Your goal:
What lines below include the word "with"? Copy each one.

(Data extracted from a collection)
§ §

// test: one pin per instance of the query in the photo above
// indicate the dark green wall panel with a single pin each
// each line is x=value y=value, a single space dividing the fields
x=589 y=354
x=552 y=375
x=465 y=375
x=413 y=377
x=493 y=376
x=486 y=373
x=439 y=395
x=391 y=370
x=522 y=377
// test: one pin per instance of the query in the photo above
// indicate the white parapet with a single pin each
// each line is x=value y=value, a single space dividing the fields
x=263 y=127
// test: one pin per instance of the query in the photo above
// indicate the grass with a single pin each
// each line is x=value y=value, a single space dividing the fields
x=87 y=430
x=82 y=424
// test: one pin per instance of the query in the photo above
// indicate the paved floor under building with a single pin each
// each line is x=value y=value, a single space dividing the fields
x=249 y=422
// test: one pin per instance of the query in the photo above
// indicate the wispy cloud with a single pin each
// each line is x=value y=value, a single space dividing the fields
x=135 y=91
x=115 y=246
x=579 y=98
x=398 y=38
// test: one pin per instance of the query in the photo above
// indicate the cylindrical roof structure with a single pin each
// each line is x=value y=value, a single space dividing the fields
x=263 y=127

§ §

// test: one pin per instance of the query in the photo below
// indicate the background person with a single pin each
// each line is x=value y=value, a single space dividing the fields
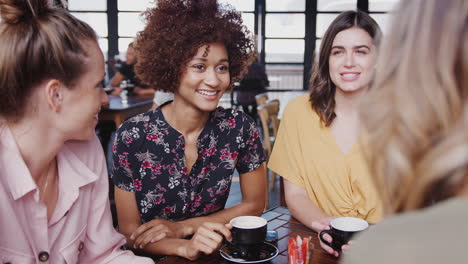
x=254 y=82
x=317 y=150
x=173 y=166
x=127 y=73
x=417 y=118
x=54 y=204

§ §

Exercise solution:
// indicate the dark green wall panel with a single pin each
// indicate the white parapet with a single pin each
// indicate the grass with a single pin each
// indicate the paved floor under building with a single pin each
// indicate the wispy cloud with a single pin each
// indicate the cylindrical roof structure with a single pin each
// indicate the background person with a single pin each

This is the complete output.